What is required —
Repeat all of the records verbatim.

Exercise data —
-*-*-
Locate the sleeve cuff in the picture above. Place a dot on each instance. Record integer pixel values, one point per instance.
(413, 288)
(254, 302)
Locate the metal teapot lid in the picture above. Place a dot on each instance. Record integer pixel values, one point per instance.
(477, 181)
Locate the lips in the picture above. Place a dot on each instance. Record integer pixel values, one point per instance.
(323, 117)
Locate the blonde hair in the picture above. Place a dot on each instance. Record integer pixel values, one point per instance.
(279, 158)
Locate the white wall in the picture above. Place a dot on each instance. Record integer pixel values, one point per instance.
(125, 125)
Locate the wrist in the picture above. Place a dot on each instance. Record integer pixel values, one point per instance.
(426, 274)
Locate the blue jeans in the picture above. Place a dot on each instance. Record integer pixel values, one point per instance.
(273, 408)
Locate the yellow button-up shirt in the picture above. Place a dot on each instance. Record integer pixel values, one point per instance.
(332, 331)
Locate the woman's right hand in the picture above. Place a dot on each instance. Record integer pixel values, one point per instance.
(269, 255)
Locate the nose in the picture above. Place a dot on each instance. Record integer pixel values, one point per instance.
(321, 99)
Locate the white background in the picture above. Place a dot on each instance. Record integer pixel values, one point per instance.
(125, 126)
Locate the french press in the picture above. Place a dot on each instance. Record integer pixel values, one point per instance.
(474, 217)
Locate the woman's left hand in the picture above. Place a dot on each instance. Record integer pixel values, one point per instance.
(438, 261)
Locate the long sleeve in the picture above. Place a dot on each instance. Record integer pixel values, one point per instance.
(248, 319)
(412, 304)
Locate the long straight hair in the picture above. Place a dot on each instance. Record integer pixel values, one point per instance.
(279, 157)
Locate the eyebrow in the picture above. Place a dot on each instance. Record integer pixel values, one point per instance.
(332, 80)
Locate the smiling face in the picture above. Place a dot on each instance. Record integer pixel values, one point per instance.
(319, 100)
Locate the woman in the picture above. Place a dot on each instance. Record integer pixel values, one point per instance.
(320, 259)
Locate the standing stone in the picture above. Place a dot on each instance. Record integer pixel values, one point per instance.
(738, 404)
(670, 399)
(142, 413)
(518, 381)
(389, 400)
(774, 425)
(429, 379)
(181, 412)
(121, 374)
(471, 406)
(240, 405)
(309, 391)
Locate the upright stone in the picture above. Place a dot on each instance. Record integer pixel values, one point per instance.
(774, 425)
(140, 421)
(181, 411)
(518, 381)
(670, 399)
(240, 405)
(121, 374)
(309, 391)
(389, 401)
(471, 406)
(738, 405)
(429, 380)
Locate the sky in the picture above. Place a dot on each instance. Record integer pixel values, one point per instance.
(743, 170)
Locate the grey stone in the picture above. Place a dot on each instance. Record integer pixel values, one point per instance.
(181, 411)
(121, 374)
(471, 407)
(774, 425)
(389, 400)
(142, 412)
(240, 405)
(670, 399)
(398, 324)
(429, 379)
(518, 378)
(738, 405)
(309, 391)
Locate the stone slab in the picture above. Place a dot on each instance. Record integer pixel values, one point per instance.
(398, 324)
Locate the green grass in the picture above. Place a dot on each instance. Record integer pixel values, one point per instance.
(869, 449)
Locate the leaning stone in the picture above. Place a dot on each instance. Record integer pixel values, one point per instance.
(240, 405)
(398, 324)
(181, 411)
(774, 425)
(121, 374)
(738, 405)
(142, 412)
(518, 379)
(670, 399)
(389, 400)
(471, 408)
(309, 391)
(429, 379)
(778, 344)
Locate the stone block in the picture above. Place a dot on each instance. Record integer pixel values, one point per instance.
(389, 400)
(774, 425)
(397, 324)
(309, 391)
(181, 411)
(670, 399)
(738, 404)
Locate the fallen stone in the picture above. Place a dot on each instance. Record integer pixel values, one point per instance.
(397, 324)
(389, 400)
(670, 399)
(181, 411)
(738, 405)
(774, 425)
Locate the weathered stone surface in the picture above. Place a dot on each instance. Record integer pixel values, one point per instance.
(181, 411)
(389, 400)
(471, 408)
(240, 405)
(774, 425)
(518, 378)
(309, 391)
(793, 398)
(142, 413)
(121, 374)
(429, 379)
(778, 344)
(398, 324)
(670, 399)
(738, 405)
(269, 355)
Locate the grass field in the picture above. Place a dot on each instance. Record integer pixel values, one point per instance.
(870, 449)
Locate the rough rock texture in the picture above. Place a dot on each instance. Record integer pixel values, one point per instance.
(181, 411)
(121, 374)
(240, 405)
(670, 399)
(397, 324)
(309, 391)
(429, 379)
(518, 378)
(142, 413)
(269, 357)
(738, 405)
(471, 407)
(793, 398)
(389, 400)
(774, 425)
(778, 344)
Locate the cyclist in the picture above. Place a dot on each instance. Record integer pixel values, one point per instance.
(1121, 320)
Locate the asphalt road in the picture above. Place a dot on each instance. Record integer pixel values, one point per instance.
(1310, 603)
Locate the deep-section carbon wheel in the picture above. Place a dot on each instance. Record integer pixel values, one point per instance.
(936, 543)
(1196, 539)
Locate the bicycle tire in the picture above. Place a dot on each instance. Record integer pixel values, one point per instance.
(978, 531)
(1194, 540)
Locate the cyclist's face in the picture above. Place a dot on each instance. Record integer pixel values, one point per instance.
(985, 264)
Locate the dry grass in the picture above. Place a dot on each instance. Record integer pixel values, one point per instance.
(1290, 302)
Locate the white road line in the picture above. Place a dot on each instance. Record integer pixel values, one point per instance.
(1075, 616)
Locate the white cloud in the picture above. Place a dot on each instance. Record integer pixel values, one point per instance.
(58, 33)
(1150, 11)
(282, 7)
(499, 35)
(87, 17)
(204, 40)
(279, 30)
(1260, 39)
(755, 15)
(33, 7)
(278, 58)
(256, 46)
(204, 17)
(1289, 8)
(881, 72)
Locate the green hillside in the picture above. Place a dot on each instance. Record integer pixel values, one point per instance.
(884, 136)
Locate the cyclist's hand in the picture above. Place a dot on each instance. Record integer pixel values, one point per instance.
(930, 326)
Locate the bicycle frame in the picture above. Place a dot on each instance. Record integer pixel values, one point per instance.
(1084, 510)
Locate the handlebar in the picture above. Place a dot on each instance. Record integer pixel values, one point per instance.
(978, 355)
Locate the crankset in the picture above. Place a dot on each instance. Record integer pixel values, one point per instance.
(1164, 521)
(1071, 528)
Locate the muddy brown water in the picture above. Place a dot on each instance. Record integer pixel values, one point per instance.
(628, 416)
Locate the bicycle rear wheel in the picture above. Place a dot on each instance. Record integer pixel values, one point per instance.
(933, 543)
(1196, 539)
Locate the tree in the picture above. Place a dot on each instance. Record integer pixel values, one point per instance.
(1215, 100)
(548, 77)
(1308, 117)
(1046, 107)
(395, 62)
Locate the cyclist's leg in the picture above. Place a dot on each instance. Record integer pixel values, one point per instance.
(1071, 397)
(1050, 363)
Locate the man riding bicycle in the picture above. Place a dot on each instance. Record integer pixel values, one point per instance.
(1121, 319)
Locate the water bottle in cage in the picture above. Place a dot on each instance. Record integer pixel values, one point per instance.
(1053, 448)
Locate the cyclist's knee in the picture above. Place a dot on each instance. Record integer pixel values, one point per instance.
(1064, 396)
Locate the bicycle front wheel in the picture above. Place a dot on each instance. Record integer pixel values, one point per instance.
-*-*-
Solution for this exercise —
Locate the sleeve cuff in the picture above. Place a dot on each instance. Record integer pixel values, one point per instance.
(413, 288)
(254, 302)
Locate the metal teapot lid in the picture above. Place a dot on each instance. Record integer pixel values, one point per instance.
(477, 181)
Locate the lips in the picture above. Place a dot on each instance. Record integer pixel values, one point per instance.
(323, 117)
Locate the blonde hair in the picture above. Place a dot on each instance. Record integer pixel values, one point per instance.
(279, 158)
Locate the white wall in the picture above. Place a dot on each instance. Record integer pixel values, one point per instance.
(125, 125)
Locate the wrist in the picture above. Place a dot on each instance. Record integer pixel values, one point per instance.
(426, 274)
Locate the blue jeans in the picture above. Place a dot on each instance. Record integer pixel values, one point per instance.
(273, 408)
Locate the yellow button-up shirt in the picture above. Place a dot on each instance. Record integer pixel values, one point per instance.
(332, 331)
Locate the woman's right hand in the picture above. Place a dot on each instance. Record integer pixel values, one point per instance.
(269, 255)
Locate the nose in the picture above. Place a dot on each instance. Record integer pixel values, one point per instance.
(321, 99)
Locate the white background in the picture above. Place a dot on each instance. Record integer pixel values, one point per instance.
(125, 126)
Locate the french press in the picture above. Place a dot on each instance. Record integer pixel values, one point per instance.
(474, 217)
Locate the woman's left hand in the picture above. Place a dot on each instance. Record integer pixel values, one point per instance.
(438, 261)
Locate the long sleeve in the picture above. Place a dot on each instance. Record integer pixel values, one point per instance.
(248, 319)
(412, 304)
Locate the long straight hair in the picture above. Place a dot on each instance. Record integer pixel values, one point per instance.
(279, 157)
Locate the eyebrow in the picture above. Place a dot on each instance. Record integer pixel values, one point per instance.
(332, 80)
Locate the smiling face in the picture above. Place a dot on each instance. Record integer pixel values, one point per instance.
(319, 100)
Locate the woman in the picture above. Place a dot on each instance. Record integer pixel values, one point per instance.
(320, 259)
Locate the standing stone in the picture above. Place a dot on each instance. Record integer pixel values, one point per instance.
(738, 404)
(670, 399)
(142, 413)
(518, 381)
(389, 400)
(774, 425)
(429, 379)
(181, 412)
(121, 374)
(471, 406)
(240, 405)
(309, 391)
Locate the upright stone in the picture above. Place a dot on each instance. Record integer pixel values, one point per instance.
(774, 425)
(140, 421)
(181, 411)
(518, 381)
(670, 399)
(240, 405)
(121, 374)
(309, 391)
(389, 401)
(471, 406)
(738, 405)
(429, 380)
Locate the sky in the picture above. Place a dot on each instance. Record integer pixel values, one point per instance.
(743, 170)
Locate the grey stone in the picture above. Place a dot on each instance. Record integer pixel values, one point per instance.
(181, 411)
(121, 374)
(471, 407)
(774, 425)
(389, 400)
(142, 412)
(240, 405)
(670, 399)
(398, 324)
(429, 379)
(518, 378)
(738, 405)
(309, 391)
Locate the stone slab in the picture above. Place a dot on each instance. Record integer pixel values, one point per instance.
(398, 324)
Locate the green grass in the picture above. Place a dot on each instance. Record integer pixel values, one point per instance.
(869, 449)
Locate the leaning stone in the picture above. Place a dot on each instance. Record integer pixel values, one point per instance.
(240, 405)
(398, 324)
(181, 411)
(774, 425)
(121, 374)
(738, 405)
(142, 412)
(518, 379)
(670, 399)
(389, 400)
(471, 408)
(309, 391)
(429, 379)
(778, 344)
Locate the stone block in the picture above. Place a dot on each instance. Record integer pixel values, one point per instance.
(389, 400)
(774, 425)
(397, 324)
(309, 391)
(181, 411)
(670, 399)
(738, 404)
Locate the fallen stone in the picture above. Place a dot on each instance. Record integer pixel values, one point per instance.
(397, 324)
(389, 400)
(670, 399)
(181, 411)
(738, 405)
(774, 425)
Locate the weathered stone surface in the picture above. Place a dot on each instance. Record integer pixel values, one point per instance.
(181, 411)
(389, 400)
(471, 408)
(240, 405)
(774, 425)
(518, 378)
(309, 391)
(793, 398)
(142, 413)
(121, 374)
(429, 379)
(778, 344)
(398, 324)
(670, 399)
(738, 405)
(269, 355)
Locate the grass field in the picture above. Place a dot on each instance. Record integer pixel values, one point per instance.
(870, 449)
Locate the rough rock texture in the picture above. Place a dot on each instance. Record integer pixel values, one point per instance.
(181, 411)
(121, 374)
(240, 405)
(670, 399)
(397, 324)
(309, 391)
(429, 379)
(518, 378)
(142, 413)
(269, 357)
(738, 405)
(471, 407)
(793, 398)
(389, 400)
(774, 425)
(778, 344)
Locate the cyclist in the picture above. Place a dot on each instance. Record integer pixel values, one point per instance.
(1121, 320)
Locate the asphalt road in the picture above. Place a dot on each instance. Record integer pixel values, one point per instance.
(1310, 603)
Locate the deep-section carbon wheel in the picture above. Place a dot on each instance. Record integer pixel values, one point per instance.
(936, 543)
(1196, 539)
Locate the bicycle tire in the picture above. Place a dot on each instance. Record integer pixel values, one point per instance.
(978, 531)
(1194, 540)
Locate the cyclist's face in the picture above. Place a dot on each instance. Record integer pixel values, one point per instance.
(985, 264)
Locate the dry grass in the picture above. Place a dot on each instance. Record integer pixel values, one point per instance.
(1290, 302)
Locate the white road line in the picture above. Place a dot on each instance. Record integer pixel values, one point per instance.
(1075, 616)
Locate the white cloud in the picture above. Place a dot on each instance. Record integer pixel values, one point per instance.
(58, 33)
(1150, 11)
(282, 7)
(499, 35)
(87, 17)
(204, 40)
(279, 30)
(1260, 39)
(755, 15)
(33, 7)
(278, 58)
(256, 46)
(204, 17)
(1289, 8)
(881, 72)
Locate the green hillside in the picture above. Place a dot on each instance. Record integer pixel values, one point per instance.
(884, 136)
Locate the cyclist's hand in the picture above. Place a dot on each instance. Record integer pixel values, one point per instance.
(930, 326)
Locate the bicycle frame in the picture above. Place a dot on each instance. Record integer pixel values, one point per instance.
(1084, 510)
Locate the handlebar in the picture above. Place a dot on each instance. Record integer pixel values, one point per instance.
(978, 355)
Locate the crankset in the picture above. Place a dot on each instance. Record integer pixel values, one point per instance.
(1164, 521)
(1071, 528)
Locate the muddy brown water in the picture above. Place a dot on each instance. Record integer pixel values, one point per instance.
(628, 416)
Locate the bicycle rear wheel in the picture above. Place a dot on each instance. Record integer pixel values, one point per instance.
(933, 543)
(1196, 539)
Locate the tree in the picture above. Place a dot on each instance. Record integer pixel values, one point per instance.
(1215, 100)
(548, 77)
(1308, 117)
(1046, 107)
(395, 62)
Locate the cyclist's leg in the picture above. Place a dot on each instance. Record integer pixel values, one point per instance.
(1071, 397)
(1050, 363)
Locate the man riding bicycle in the picture above. Place a dot on each instance. Record integer pixel values, one point per instance.
(1121, 319)
Locate the water bottle in cage in the picture above. Place a dot on each instance. Record integer pixel values, one point per instance.
(1053, 448)
Locate the cyclist's knee in the picture above. Place a dot on each instance. Record integer pixel values, one point per instance.
(1064, 396)
Locate the bicycle front wheel in the picture above. Place a dot on each instance. Record integer pixel values, one point per instance.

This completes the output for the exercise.